## Exercise details
Output each record below exactly, leaving any picture out of the copy.

Dataset entries:
BEGIN

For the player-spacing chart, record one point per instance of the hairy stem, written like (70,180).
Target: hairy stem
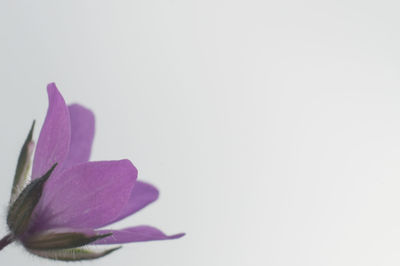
(8,239)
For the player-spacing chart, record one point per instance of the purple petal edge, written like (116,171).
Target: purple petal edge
(141,233)
(142,195)
(55,135)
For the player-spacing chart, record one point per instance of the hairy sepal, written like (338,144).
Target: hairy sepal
(20,212)
(77,254)
(52,240)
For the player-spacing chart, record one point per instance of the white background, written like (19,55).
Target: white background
(271,128)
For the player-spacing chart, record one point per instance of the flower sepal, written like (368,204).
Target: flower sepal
(20,212)
(61,239)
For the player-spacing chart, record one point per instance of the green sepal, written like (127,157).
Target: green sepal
(64,240)
(23,165)
(21,210)
(76,254)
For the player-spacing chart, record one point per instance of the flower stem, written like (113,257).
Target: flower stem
(8,239)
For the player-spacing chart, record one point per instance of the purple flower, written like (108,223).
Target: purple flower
(60,211)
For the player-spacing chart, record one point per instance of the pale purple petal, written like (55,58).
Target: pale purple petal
(54,139)
(82,133)
(88,195)
(134,234)
(142,195)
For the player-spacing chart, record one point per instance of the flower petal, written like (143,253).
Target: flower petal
(82,133)
(134,234)
(23,166)
(142,195)
(88,195)
(72,254)
(54,139)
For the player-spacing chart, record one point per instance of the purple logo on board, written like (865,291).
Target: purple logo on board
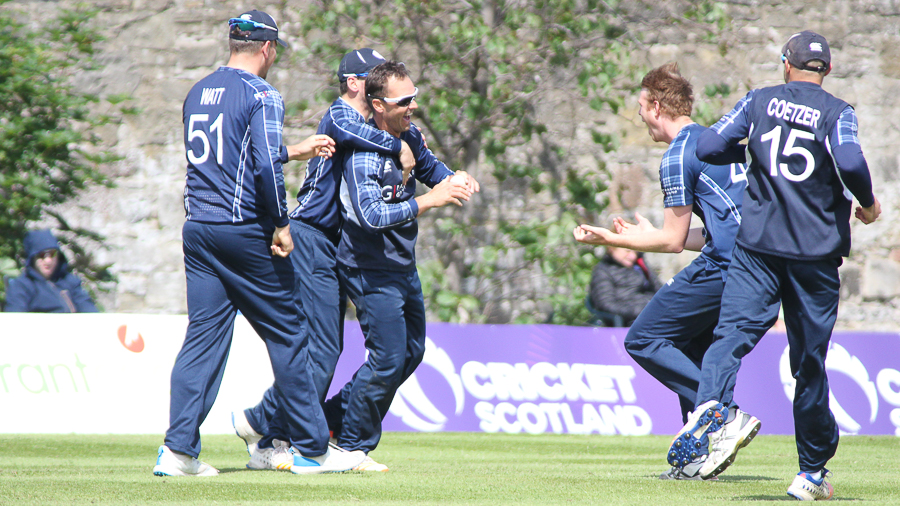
(580,380)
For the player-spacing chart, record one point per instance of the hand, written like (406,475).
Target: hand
(471,184)
(592,235)
(424,141)
(442,194)
(643,225)
(282,244)
(407,160)
(869,214)
(314,145)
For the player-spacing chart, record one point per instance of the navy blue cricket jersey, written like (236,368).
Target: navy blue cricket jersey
(232,129)
(379,211)
(714,191)
(796,205)
(318,200)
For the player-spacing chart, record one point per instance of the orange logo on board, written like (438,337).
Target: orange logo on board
(132,341)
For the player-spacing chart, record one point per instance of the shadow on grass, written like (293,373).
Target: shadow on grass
(227,470)
(742,478)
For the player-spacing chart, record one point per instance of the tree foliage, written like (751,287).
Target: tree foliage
(518,93)
(48,153)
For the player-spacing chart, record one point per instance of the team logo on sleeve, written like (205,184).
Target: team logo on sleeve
(391,192)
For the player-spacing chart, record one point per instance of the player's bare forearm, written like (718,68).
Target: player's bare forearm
(282,244)
(314,145)
(869,214)
(443,193)
(695,240)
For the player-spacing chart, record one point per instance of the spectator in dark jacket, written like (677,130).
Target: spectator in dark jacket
(622,284)
(46,286)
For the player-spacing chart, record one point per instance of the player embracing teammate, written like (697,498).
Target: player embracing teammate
(806,166)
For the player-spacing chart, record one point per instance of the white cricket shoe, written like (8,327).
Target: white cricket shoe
(724,444)
(332,461)
(806,488)
(279,457)
(245,431)
(169,463)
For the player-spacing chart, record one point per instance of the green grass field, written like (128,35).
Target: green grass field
(442,468)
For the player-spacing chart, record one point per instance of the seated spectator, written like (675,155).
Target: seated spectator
(46,286)
(622,284)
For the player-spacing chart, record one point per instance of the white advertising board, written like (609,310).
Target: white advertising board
(110,373)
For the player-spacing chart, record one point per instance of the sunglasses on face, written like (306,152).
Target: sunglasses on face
(400,101)
(246,25)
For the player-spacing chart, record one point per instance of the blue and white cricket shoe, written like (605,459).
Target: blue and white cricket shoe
(692,442)
(739,430)
(169,463)
(332,461)
(806,488)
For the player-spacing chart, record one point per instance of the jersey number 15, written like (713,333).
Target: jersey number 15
(774,136)
(198,132)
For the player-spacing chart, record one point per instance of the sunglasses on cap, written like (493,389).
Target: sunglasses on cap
(247,25)
(400,101)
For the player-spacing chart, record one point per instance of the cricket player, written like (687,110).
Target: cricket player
(672,333)
(806,167)
(377,261)
(236,242)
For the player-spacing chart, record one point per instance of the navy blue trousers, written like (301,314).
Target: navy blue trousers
(318,297)
(390,308)
(672,333)
(229,268)
(809,291)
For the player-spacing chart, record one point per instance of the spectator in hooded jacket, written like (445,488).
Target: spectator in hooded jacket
(46,285)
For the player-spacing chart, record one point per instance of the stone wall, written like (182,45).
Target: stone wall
(156,49)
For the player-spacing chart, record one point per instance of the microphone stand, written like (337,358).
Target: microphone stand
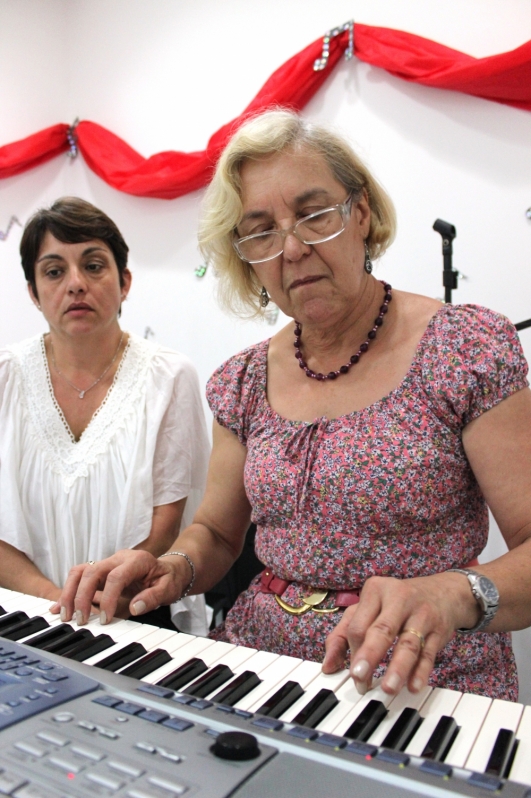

END

## Solution
For the player-spacing chart, record one point per instance of the hairy stem, written like (70,180).
Target: hairy stem
(8,239)
For the player-spacing chart, record one point per instance of the purple petal edge, written like (116,171).
Target: purple petal edge
(141,233)
(142,195)
(55,135)
For the player-spacing chart, record one point per instance of the hairy sepal, written like (338,144).
Target: hairy sepal
(20,212)
(77,254)
(52,240)
For the player-spacing chart, record one point per instance of the white background, written like (19,55).
Target: white background
(271,128)
For the player-spacing chart, record one point per instance of the flower sepal, written like (368,204).
Target: flower sepal
(20,212)
(61,239)
For the player-spacing chart, record one point per instance of the green sepal, written like (127,157).
Target: green sepal
(64,240)
(23,165)
(21,210)
(76,254)
For the player-spacing chart, record one point per instance of the flower stem, written like (113,257).
Target: flower stem
(8,239)
For the player-spacing chart, record one point per instance of the purple flower, written like (108,223).
Target: purple flower
(60,211)
For the player-spacing chart, record one point per instance of the pale purple petal, written like (55,58).
Target: pale purple petal
(54,139)
(82,133)
(88,195)
(134,234)
(142,195)
For the player-spacing chart, record one point per instance of the flower petal, written like (143,253).
Target: flower petal
(82,133)
(134,234)
(23,166)
(142,195)
(88,195)
(72,254)
(54,139)
For the player-spacing chart, record one point per instance of the purple logo on board, written like (865,291).
Target: purple logo on board
(580,380)
For the player-spacing chart, record one point per instance of the hand, written like (406,475).
Target: hand
(471,184)
(592,235)
(424,141)
(442,194)
(643,225)
(282,244)
(407,160)
(869,214)
(314,145)
For the player-spacing chart, record one point per instance of the navy blue cricket jersey, written like (236,368).
Target: navy blue cricket jersey
(232,129)
(379,211)
(714,191)
(796,205)
(318,200)
For the player-spacing chart, record one point per instance of the orange logo on board, written like (438,337).
Target: orange logo on board
(132,341)
For the player-spacing chart, record one point per instance of the shadow on grass, written like (293,373).
Target: shadow on grass
(227,470)
(742,478)
For the player-spacing chart, record one point per instance of the tree foliage, written like (751,287).
Target: tree foliage
(518,93)
(48,153)
For the player-spacing chart, record one point per instance of the team logo on sleeve, written like (205,184).
Target: team logo on sleeve
(391,192)
For the player-spacing chart, record one point per instance of the player's bare forearm, written like (718,68).
Target: player's bare forearm
(282,244)
(314,145)
(869,214)
(443,193)
(695,240)
For the player-spacing chart, record one point per instance of the spectator in dark jacket, written like (677,130).
Target: spectator in dark jacket
(622,284)
(46,286)
For the player-spacing chart, record one point per instance of the player embracing teammate, written like (697,498).
Target: player embracing teammate
(806,166)
For the player-spacing chart, record one point per instance of the white cricket shoe, written like (8,327).
Target: white cricket shoe
(724,444)
(332,461)
(806,488)
(279,457)
(245,431)
(169,463)
For the player-spacing chart, record one point per instance of the green grass field, written like (128,35).
Target: green grass field
(442,468)
For the player-spacing chart, record one point per instance of the seated spectator, written like (675,155).
Target: seated spectator
(46,286)
(622,284)
For the player-spacing chart, record one point per instance of the white advertising board, written like (609,310).
Target: white advertising board
(110,373)
For the player-spacing chart, record one point per instance of the sunglasses on face, written like (306,152).
Target: sunglasses on face
(400,101)
(246,25)
For the player-spacing chart, record one point per instance of the blue and white cricket shoe, written like (605,459).
Target: blue and white cricket shoe
(692,442)
(739,430)
(169,463)
(332,461)
(806,488)
For the player-spacing chart, record one point per instance of the jersey number 15, written like (713,333).
Target: jersey number 15
(774,136)
(198,132)
For the player-spacing chart, record one point per instance of the sunglasses on cap, written like (493,389).
Target: sunglasses on cap
(247,25)
(400,101)
For the player-spacing chart, record one point per instance of the cricket player, written like (687,110).
Target: cricket player
(672,333)
(806,167)
(377,261)
(236,242)
For the player-spacing chart, record one point per instance of the navy blue trousers, written like (301,314).
Target: navy blue trousers
(318,297)
(390,308)
(672,333)
(229,268)
(809,291)
For the player-spacing chart, record one point per instance of the spectator in hooded jacket, written like (445,488).
Target: spectator in hooded jacket
(46,285)
For the player-spacing chart, record one point per instance of the stone wall, written like (182,45).
Target: stone wall
(156,49)
For the player-spacing chart, record one point per instance of the microphone stand, written like (337,358).
Target: microphone stand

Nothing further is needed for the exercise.